REQUIRED WORK:
An unchanged copy of each entry below is needed; keep the pictures out of it.

INFORMATION SUPPLIED:
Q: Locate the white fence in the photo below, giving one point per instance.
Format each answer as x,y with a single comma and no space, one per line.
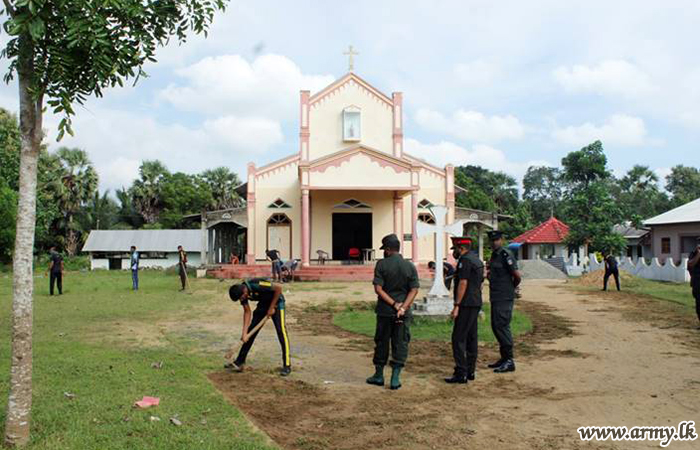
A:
653,271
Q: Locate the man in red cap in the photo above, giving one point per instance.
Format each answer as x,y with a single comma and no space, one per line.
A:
467,304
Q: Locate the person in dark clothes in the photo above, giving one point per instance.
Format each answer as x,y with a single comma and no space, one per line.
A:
134,264
55,271
271,304
274,257
448,272
694,269
504,277
611,269
396,285
467,304
182,266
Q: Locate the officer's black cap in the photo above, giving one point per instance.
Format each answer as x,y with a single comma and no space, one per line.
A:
236,292
459,241
495,235
390,241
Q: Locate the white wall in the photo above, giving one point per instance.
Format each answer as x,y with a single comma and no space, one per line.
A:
654,271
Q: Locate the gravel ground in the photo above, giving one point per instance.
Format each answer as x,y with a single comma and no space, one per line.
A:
540,270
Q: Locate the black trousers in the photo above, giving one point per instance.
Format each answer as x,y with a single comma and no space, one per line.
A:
56,278
394,336
280,326
696,294
501,315
616,274
183,276
465,339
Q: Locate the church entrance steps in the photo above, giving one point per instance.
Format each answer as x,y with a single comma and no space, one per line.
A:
311,273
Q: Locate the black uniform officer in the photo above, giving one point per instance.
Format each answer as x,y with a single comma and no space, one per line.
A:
467,304
611,270
271,304
396,284
503,277
694,269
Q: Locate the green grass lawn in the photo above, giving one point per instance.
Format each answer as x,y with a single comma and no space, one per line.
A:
76,352
362,321
679,293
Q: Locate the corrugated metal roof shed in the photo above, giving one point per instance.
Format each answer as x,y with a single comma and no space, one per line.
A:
690,212
144,240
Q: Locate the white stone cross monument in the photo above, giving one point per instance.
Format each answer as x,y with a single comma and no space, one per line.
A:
438,301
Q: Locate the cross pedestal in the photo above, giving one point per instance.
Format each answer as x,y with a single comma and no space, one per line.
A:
438,302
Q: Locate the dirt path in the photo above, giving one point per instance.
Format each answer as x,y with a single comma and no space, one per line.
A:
585,363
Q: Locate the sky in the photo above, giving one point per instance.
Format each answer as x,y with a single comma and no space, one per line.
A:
504,84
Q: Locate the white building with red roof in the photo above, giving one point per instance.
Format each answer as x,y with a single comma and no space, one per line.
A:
547,240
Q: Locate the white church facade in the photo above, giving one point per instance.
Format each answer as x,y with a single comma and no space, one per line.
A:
350,183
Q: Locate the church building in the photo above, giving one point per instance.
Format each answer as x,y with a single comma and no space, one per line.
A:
350,183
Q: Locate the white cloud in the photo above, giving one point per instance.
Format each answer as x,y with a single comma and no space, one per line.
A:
610,77
472,125
446,152
619,129
477,72
118,140
230,85
252,134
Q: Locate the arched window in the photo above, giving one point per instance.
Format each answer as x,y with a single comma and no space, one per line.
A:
352,204
425,204
279,204
279,219
351,124
427,218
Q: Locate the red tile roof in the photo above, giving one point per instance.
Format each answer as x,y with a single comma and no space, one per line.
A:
553,231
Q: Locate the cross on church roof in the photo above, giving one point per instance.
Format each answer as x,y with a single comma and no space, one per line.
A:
351,61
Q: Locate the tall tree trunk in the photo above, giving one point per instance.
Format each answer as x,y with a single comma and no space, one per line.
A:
19,403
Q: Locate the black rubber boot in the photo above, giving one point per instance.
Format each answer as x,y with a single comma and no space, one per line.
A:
395,380
378,378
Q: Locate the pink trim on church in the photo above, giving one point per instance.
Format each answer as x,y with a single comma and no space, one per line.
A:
414,225
346,79
305,228
304,132
338,159
397,99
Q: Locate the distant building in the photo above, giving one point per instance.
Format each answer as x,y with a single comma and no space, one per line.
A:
638,241
674,233
545,241
110,249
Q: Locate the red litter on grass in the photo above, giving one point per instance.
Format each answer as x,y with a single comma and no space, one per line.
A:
147,402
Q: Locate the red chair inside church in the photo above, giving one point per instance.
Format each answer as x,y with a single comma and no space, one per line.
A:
354,253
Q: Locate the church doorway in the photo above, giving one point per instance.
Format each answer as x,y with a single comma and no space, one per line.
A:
279,235
351,231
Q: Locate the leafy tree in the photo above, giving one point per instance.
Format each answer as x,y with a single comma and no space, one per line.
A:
146,191
63,52
183,194
9,149
543,189
590,208
99,213
486,190
127,216
639,195
222,184
8,213
684,184
74,185
586,166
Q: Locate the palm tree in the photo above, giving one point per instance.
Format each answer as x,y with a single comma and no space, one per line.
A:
223,183
146,191
73,186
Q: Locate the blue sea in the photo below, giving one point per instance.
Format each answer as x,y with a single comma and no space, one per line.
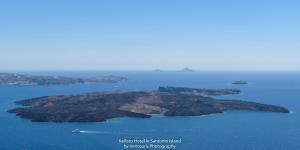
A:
236,130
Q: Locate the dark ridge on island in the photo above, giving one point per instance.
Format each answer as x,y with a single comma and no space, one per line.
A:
100,106
23,79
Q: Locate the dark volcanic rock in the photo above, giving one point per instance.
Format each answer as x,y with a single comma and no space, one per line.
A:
100,106
21,79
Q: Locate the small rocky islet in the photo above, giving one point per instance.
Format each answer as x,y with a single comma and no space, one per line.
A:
168,101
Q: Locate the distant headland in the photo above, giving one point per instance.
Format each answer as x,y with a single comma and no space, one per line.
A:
23,79
168,101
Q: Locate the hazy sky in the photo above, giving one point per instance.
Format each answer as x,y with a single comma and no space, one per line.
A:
150,34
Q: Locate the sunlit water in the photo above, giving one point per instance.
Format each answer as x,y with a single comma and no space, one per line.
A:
228,131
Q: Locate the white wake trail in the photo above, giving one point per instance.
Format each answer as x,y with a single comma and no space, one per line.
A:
92,132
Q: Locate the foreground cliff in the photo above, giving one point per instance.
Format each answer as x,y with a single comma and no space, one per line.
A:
100,106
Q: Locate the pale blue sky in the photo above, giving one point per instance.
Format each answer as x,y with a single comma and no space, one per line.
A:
149,34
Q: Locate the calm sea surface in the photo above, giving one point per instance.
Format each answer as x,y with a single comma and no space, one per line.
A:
228,131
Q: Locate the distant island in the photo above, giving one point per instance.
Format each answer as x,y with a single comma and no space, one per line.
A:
100,106
22,79
239,82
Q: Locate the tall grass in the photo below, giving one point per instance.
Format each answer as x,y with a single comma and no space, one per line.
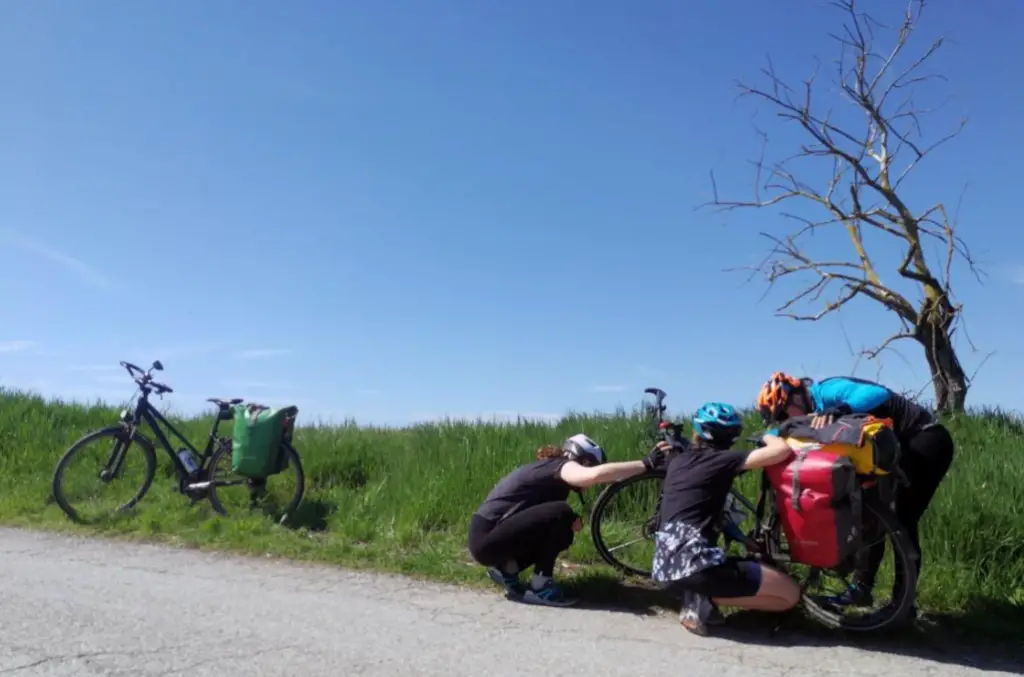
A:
400,499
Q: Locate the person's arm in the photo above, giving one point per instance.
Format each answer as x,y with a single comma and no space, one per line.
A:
774,451
583,477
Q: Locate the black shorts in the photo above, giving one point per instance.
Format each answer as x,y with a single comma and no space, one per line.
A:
734,578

RESPONSE TO THIS TASK:
Q: Locate the white fence in the photo below, giving one point per instance.
Format each answer as x,y with a single comma and no space, one per line.
A:
653,271
Q: Locate the man in red cap in the photo above, giving one point per instance.
Format each answer as x,y with a single comma and no space, one per line.
A:
467,304
Q: Locate the person in dark clothes in the photo above, giving one point per instance.
Format each answer as x,y with a single comma and no space, one per line.
A:
134,264
55,271
271,304
274,257
448,272
694,269
504,277
611,269
396,285
467,304
182,266
Q: Locate the officer's black cap in the photo above, giving one point per instance.
Format each answer as x,y with a single comma and no space, one per line.
A:
236,292
459,241
495,235
390,241
Q: Locate the white wall in the photo above, giving one point per instance.
Format each answer as x,y with a single comma and no space, one per line.
A:
654,271
Q: Locate the gravel ground in the photo above, giving one point per instance.
Format each answer as x,y with a single comma and no space, one per line.
A:
540,270
Q: Locate the black trousers in the photo above, giving one point per instance.
Format each answer as x,y with a single comma and no space, one per line.
A:
56,278
394,336
280,326
696,294
501,315
616,274
183,276
465,339
Q: Locate the church entrance steps in the photo above, giving one point per instance.
Format each answer as x,y with a single comma and no space, one per line.
A:
311,273
Q: Locate the black uniform officer in the photo above, giving one point per instance.
Format each answer as x,y with a single comma and no space, one per line.
A:
467,304
611,270
271,304
396,284
503,277
694,269
Q: Locate the green grass lawn in the photo above, giving one point per instance.
Format each answer as x,y with a single comma and no space, one per line.
A:
76,352
362,321
679,293
Q: Locate the corrugated metal roof shed in the photo above, giving one point per instance.
Format each answer as x,y with a single comma and no space, one per line.
A:
690,212
144,240
Q: Locate the white stone cross monument in the photo above, giving one point per instance.
Format each answer as x,y with a single comma and no space, one per line.
A:
438,301
Q: Locate the cross pedestal in the photo above, giving one point per instance.
Format each answer as x,y with a single comma and no space, one per line.
A:
438,302
Q: Locate the dirt path in the photo above, giving one point per instance.
Format each answer as x,y with a single comma and no space, one per line.
A:
585,363
Q: Locate the sky in the photo above, giving one point per instance.
Format each answer as x,y with a single comma and no space, one per line.
A:
504,84
Q: Locate the white building with red roof in the photo above, giving one point per instance.
Format each answer as x,y with a single comma and no space, one per line.
A:
547,240
Q: Locate the white church facade in the photo above, giving one point per instance.
Format each answer as x,y with a single comma and no space, one per line.
A:
350,183
Q: Locate the church building in the photo above, giving one point per instance.
Format each answer as x,y with a single comma and no space, one per line.
A:
350,183
Q: Locate the white cloud in the photo above, giving one point per instance.
Format each answer as x,y with a single comma and no space, one per line.
A:
610,77
472,125
446,152
619,129
477,72
118,140
230,85
252,134
Q: Locate the arched window in the photo above, giving one point per instance.
Format each answer as x,y with a single comma and no space, one per line.
A:
352,204
425,204
279,204
279,219
351,124
427,218
Q: Locate the red tile roof in the photo above, giving one point per instance.
Format each answer as x,y with a single comma and no space, one per line.
A:
553,231
Q: Locate the cross on church roof in the photo above, giving one point per instance.
Format each answer as x,y with a single comma and no space, one per line.
A:
351,61
Q: Locate the tall tree trunk in the photo above, giving one point per instance.
Format each answer as x,y with a single comma and no space, one per line.
A:
19,403
Q: Locate the black rubber boot in the photo above, giving one point per instance.
Format each answer as x,y with a single comma and no space, one per line.
A:
395,380
378,378
Q: Locate the pink trim on church in the photo above, giving one point per instance.
Format each answer as x,y with a single comma and no space, one per line.
A:
414,225
346,79
305,228
304,132
338,159
397,99
Q: Locate the distant building in the photo above, giving one point per instance.
Format each answer as x,y with a single comma and no space, one per line.
A:
638,241
674,233
545,241
110,249
Q: Locate the red litter on grass in the photo above, giving one point per instance.
Format each answer as x,y with a single comma and no space, one per line.
A:
147,402
Q: Locate the red chair inside church in the photo above, giving one point per instance.
Format each answer as x,y with a single comma and no space, one per line.
A:
354,253
Q: Locate the church doorway in the photo above, giving one point per instance.
Format each answer as x,y with a single comma and no space, one per line.
A:
279,235
351,231
Q: Locate the leafy tree in the photo above, giving one point per instance.
Format each answer as x,y with a single comma and no space, one per line.
A:
146,191
63,52
183,194
9,149
543,189
590,208
99,213
486,190
127,216
639,195
222,184
8,213
684,184
74,185
586,166
Q: Locate the palm tree in the photo above, giving one point per instance.
Format each answer as x,y with a single comma and no space, one per line.
A:
223,183
146,191
73,186
Q: Locate the blue sea in the photo below, giving one point per instance.
Format each answer as x,y with a single comma and no space, one per line.
A:
236,130
Q: Locate the dark ridge on island in the photo above, giving one point per instance.
Format each answer as x,y with a single comma and no space, one per line.
A:
100,106
23,79
Q: Locate the dark volcanic rock in the photo above, giving one point per instance.
Format each answer as x,y with a single comma and no space, one per line.
A:
100,106
21,79
Q: Locate the small rocky islet in the photo above, giving one point per instance.
Format each answer as x,y with a single comma and no space, one per line.
A:
168,101
Q: Locate the distant headland in the photo above, giving one point per instance.
Format each answer as x,y with a single comma and no space, one per line.
A:
23,79
168,101
Q: Locate the hazy sky in the photo above, giving one point per instance.
Format each answer as x,y with a single comma and no space, one per line.
A:
150,34
Q: Locate the sunlit water in the photo above, giving one point per instance.
Format each answer as x,y with a single comma and no space, one per line.
A:
228,131
Q: Locate the white wake trail in the photo above, giving one point per instance.
Format each answer as x,y with a single comma and no space, one per line.
A:
92,132
Q: Locate the foreground cliff in the photo above, giving one point per instance.
Format each answer as x,y with a single comma and no space, one per line.
A:
100,106
Q: Locate the pale blue sky in the photo above, giving one point per instance.
Format each answer as x,y with a single comma and no space, one per line.
A:
149,34
Q: Locate the calm sea surface in the photo above, giving one point per instance.
Format each answer as x,y with a single comma and no space, one per line.
A:
228,131
Q: Locate the distant island in the photo above, giving one point per instance.
Format each answer as x,y with a single comma and no space, one per line.
A:
100,106
22,79
239,82
Q: Locate the tall grass in the photo below, giving one point per instance.
Format each answer as x,y with a single comma and no space, one per line.
A:
400,499
Q: Locate the person's arm in the photo above, giving one point per instance.
Format each answer as x,y with a single comma and no space, one per line.
A:
774,451
583,477
Q: Locate the black shorts in the photo above, giving one point per instance.
Format each answer as x,y with a single comma and no space, one per line.
A:
734,578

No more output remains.